### Your tasks
**1)** From the interview excerpt, copy the stretch from "A: There is" through "camp in Leipzig?" word for word.
**2)** Answer these from the interview excerpt:
(a) What was the married name of the woman interviewed last year or so?
(b) In what organization is the person the brother knows about said to be active?
(c) Who in the answering speaker's family knows about that person?

Q: There is another woman that we interviewed last year or so, who went to school with Anne Frank as well. I don’t recall her maiden name, but her married name was Barbara Rodbell.

A: There is somebody and my brother knows about it, her, that is apparently active in the Anne Frank House Foundation and goes around speaking. I’m not sure if it’s the same woman or not. But somebody that was either a friend of Anne Frank or knew her.

Q: And actually I might be mistaken, she might not have been in school, she was a friend of hers. Her sister especially. But they might have lived nearby. So, you’re with your family and you’re returning to Amsterdam, and you described some, in the first interview, some of that… you were housed first in the DP camp in Leipzig?

Entries for locating named things
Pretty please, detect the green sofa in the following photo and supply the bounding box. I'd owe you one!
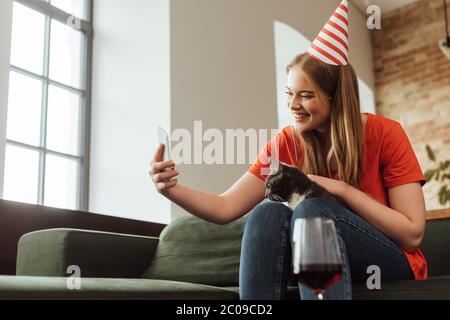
[0,212,450,300]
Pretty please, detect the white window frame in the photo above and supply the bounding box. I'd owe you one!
[6,0,93,211]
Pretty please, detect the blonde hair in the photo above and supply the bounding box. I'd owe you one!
[286,53,364,187]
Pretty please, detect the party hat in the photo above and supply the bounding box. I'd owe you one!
[307,0,348,66]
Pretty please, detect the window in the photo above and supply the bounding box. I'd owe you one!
[3,0,92,210]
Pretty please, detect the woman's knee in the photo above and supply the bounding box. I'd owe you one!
[293,198,334,219]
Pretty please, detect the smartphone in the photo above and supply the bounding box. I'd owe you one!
[157,127,170,161]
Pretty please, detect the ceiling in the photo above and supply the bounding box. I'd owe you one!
[349,0,420,14]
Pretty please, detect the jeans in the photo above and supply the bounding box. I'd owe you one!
[239,198,414,300]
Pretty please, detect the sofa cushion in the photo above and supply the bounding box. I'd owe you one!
[143,216,244,286]
[0,276,239,300]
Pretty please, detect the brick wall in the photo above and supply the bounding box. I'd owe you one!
[372,0,450,210]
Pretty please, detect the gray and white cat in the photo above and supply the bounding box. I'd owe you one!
[265,162,346,210]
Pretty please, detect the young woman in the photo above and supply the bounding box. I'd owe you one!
[150,0,427,299]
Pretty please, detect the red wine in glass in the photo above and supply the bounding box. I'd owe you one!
[292,218,342,300]
[295,264,342,295]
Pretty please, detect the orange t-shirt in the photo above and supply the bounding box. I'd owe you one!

### Exercise answers
**1)**
A: There is somebody and my brother knows about it, her, that is apparently active in the Anne Frank House Foundation and goes around speaking. I’m not sure if it’s the same woman or not. But somebody that was either a friend of Anne Frank or knew her.

Q: And actually I might be mistaken, she might not have been in school, she was a friend of hers. Her sister especially. But they might have lived nearby. So, you’re with your family and you’re returning to Amsterdam, and you described some, in the first interview, some of that… you were housed first in the DP camp in Leipzig?

**2)**
(a) Barbara Rodbell
(b) The Anne Frank House Foundation
(c) The speaker's brother